→ **Task requirements**
Keep the pictures out. Copy every line of the listing exactly.

→ **Task material**
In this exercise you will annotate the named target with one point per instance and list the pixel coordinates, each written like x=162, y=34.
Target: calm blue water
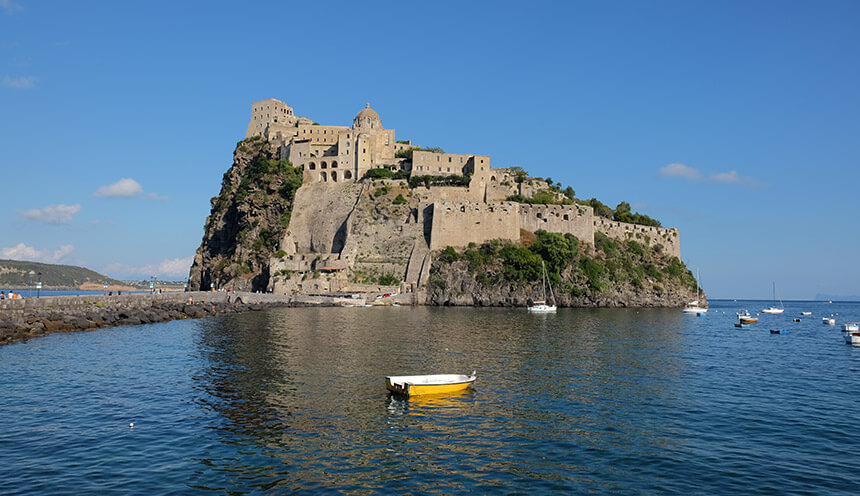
x=293, y=401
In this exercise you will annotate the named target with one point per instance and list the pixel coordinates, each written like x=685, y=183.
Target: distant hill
x=21, y=274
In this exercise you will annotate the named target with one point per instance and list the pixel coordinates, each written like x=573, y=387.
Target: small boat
x=744, y=316
x=541, y=306
x=773, y=308
x=414, y=385
x=693, y=306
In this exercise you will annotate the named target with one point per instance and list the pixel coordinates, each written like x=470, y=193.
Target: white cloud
x=53, y=214
x=20, y=83
x=10, y=6
x=124, y=187
x=681, y=170
x=175, y=268
x=24, y=252
x=693, y=174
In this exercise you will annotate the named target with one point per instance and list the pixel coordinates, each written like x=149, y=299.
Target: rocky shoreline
x=21, y=320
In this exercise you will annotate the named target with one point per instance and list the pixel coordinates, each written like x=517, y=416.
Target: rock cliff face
x=269, y=232
x=247, y=219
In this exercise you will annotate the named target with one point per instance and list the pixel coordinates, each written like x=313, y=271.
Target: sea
x=293, y=401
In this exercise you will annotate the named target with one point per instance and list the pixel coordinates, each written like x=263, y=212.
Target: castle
x=329, y=232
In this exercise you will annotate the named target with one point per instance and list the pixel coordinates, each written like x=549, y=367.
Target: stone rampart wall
x=459, y=223
x=648, y=235
x=565, y=219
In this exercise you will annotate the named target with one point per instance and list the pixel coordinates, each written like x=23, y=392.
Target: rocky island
x=321, y=209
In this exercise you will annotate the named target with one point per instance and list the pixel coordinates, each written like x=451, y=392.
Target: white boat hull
x=695, y=310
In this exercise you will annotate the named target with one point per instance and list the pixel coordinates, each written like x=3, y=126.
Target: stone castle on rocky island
x=333, y=230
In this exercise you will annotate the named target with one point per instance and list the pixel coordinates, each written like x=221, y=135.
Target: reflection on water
x=294, y=400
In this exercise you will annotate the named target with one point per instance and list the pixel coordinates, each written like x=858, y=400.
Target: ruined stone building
x=329, y=229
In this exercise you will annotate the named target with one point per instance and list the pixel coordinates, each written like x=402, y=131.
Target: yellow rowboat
x=415, y=385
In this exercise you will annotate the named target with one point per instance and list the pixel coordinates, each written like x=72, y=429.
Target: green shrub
x=449, y=255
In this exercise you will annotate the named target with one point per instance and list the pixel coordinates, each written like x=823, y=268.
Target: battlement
x=668, y=239
x=460, y=223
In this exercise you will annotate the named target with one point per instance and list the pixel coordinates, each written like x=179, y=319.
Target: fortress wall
x=449, y=194
x=565, y=219
x=322, y=134
x=265, y=111
x=444, y=164
x=647, y=235
x=458, y=224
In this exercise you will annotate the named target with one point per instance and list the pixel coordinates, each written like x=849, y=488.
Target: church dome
x=367, y=119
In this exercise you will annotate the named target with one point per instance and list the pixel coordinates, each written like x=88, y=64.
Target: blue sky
x=736, y=122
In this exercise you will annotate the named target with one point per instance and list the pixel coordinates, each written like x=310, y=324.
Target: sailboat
x=693, y=306
x=773, y=308
x=541, y=306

→ **Task result**
In this exercise you will annotate the named target with one point per instance and list the pixel coordinates, each written like x=162, y=34.
Target: calm blue water
x=293, y=401
In this exercise you will annotate the named target with one point per instance and list the pixel coordinates, each written like x=685, y=183.
Target: distant hill
x=21, y=274
In this exercise you will annotate the named target with one point per instance and list the pixel coordinates, each written like x=573, y=387.
Target: small boat
x=744, y=316
x=541, y=306
x=773, y=308
x=414, y=385
x=693, y=306
In this exercise you will annotate the named target with one point per instance and list the pixel coordinates, each written like x=470, y=193.
Target: white cloud
x=53, y=214
x=20, y=83
x=10, y=6
x=124, y=187
x=681, y=170
x=175, y=268
x=24, y=252
x=693, y=174
In this exercise you will annotate the named target with one point per instance and list the pixel coordinates, each written like x=149, y=299.
Target: rocky shoreline
x=21, y=320
In this exercise you will annotate the named target with one point per instance and list the pixel coordinates, each written like x=517, y=416.
Target: rock cliff face
x=269, y=232
x=247, y=219
In this exercise you will annotate the named target with one point per instance and list the pixel coordinates, each written like x=313, y=271.
Target: sea
x=293, y=401
In this exercise you will annotate the named target with one point per instance and list the pixel coordinates, each written like x=263, y=212.
Target: castle
x=329, y=232
In this exercise you will annotate the named target with one point per instance and list the pixel coordinates, each written like x=549, y=367.
Target: stone rampart wall
x=459, y=223
x=648, y=235
x=565, y=219
In this exercise you will annotate the named target with one point per instance and list the pixel coordinates, each written like x=23, y=392.
Target: rocky island
x=321, y=209
In this exercise you will annotate the named target with one point per instance and list the pixel coordinates, each written like x=451, y=392.
Target: white boat hull
x=695, y=310
In this exercise you will annotate the named target with one point per instance and list the pixel coordinates, each written like x=3, y=126.
Target: stone castle on rocky island
x=333, y=230
In this exercise you will annotate the named target with one point per instance and list the pixel coordinates, each written like x=221, y=135.
Target: reflection on water
x=294, y=400
In this exercise you will annotate the named target with one point per instance and list the pixel coordinates, each written like x=858, y=400.
Target: ruined stone building
x=329, y=229
In this exercise you will annotate the named target with one point per instance and list the pixel coordinates, each written like x=402, y=131.
Target: yellow rowboat
x=415, y=385
In this exercise you will annotate the named target with one point per instance and list the pixel coordinates, each written like x=72, y=429.
Target: green shrub
x=449, y=255
In this exercise you will annotate the named target with one point per instance and list the pixel coordinates, each written like x=823, y=268.
Target: battlement
x=668, y=239
x=460, y=223
In this exercise you will annotate the named target with one point per instance and list the pixel coordinates, each written like x=179, y=319.
Target: fortress wall
x=449, y=194
x=565, y=219
x=322, y=134
x=265, y=111
x=444, y=164
x=647, y=235
x=458, y=224
In this exercise you will annotate the named target with one point per instance and list the pixel coordinates, each written like x=849, y=488.
Target: church dome
x=367, y=119
In this exercise you will annotate the named target with one point per instance and list the pixel coordinates, each written like x=88, y=64.
Target: blue sky
x=736, y=122
In this exercise you will annotate the named target with one point per instance and list the pixel coordinates, each written like x=310, y=324.
Target: sailboat
x=693, y=306
x=773, y=308
x=541, y=306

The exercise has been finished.